Page excerpt:
Today: 23 May 2026
Rivian (RIVN) Stock News Today: 52-Week High, Autonomy+ Rollout, and R2 Launch Hype Drive Fresh Upgrades (Dec. 22, 2025)

Rivian (RIVN) Stock News Today: 52-Week High, Autonomy+ Rollout, and R2 Launch Hype Drive Fresh Upgrades (Dec. 22, 2025)

December 22, 2025 — Rivian Automotive, Inc. (NASDAQ: RIVN) is back in the spotlight as its stock trades near a one-year peak, powered by a fast-moving mix of autonomy headlines, a major software rollout, and rising optimism that the upcoming R2 midsize SUV can unlock scale. Still, the rally is colliding with a tougher EV demand backdrop after federal incentives ended, and Rivian remains a cash-burning automaker racing to prove it can turn technology into durable profits.

Below is what’s moving Rivian stock today, what Wall Street is forecasting, and what investors are watching next—based on the latest reporting and analysis available on December 22, 2025.


Rivian stock price action on Dec. 22: Near a 52-week high, but volatile

Rivian shares set a 52-week high around $22.68 and have climbed sharply over the last week, according to market data cited by Investing.com.

In Monday’s session (Dec. 22), daily trading data showed the stock opened at $22.45, reached $22.68, dipped to $21.68, and traded with volume around 32.38 million shares, finishing the day down about 3.38%.

That combination—new highs alongside big intraday swings—reflects a market trying to reprice Rivian not just as an EV manufacturer, but as a “software-defined vehicle” and autonomy platform story.

List of tasks:
(a) In the Rivian stock article, what price did the shares open at on December 22?
(b) Repeat the Rivian stock article word for word from "Rivian stock price" to "autonomy platform story.".

Collected data:
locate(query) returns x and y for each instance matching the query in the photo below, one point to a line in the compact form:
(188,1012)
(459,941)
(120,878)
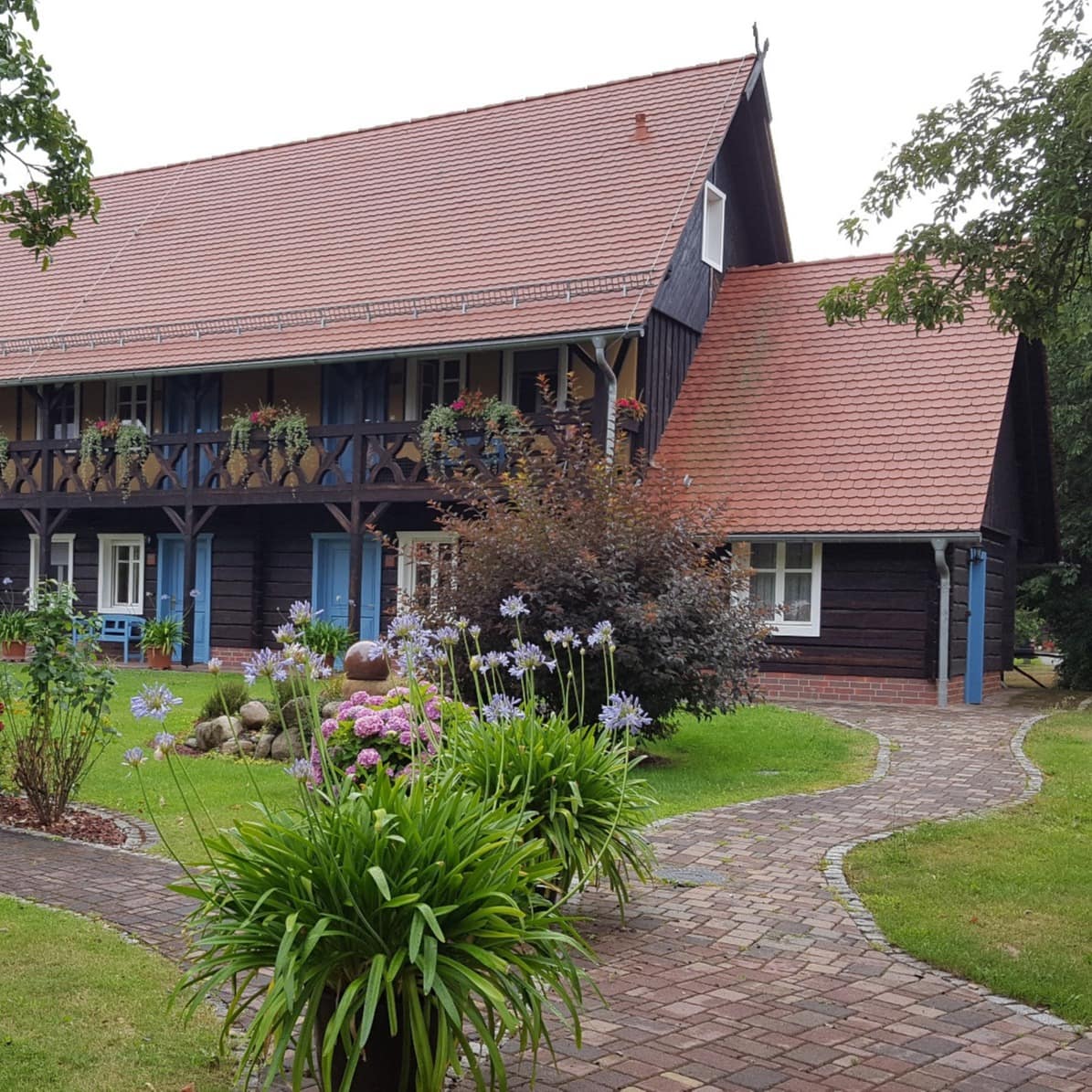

Task results:
(a) $22.45

(b)
Rivian stock price action on Dec. 22: Near a 52-week high, but volatile

Rivian shares set a 52-week high around $22.68 and have climbed sharply over the last week, according to market data cited by Investing.com.

In Monday’s session (Dec. 22), daily trading data showed the stock opened at $22.45, reached $22.68, dipped to $21.68, and traded with volume around 32.38 million shares, finishing the day down about 3.38%.

That combination—new highs alongside big intraday swings—reflects a market trying to reprice Rivian not just as an EV manufacturer, but as a “software-defined vehicle” and autonomy platform story.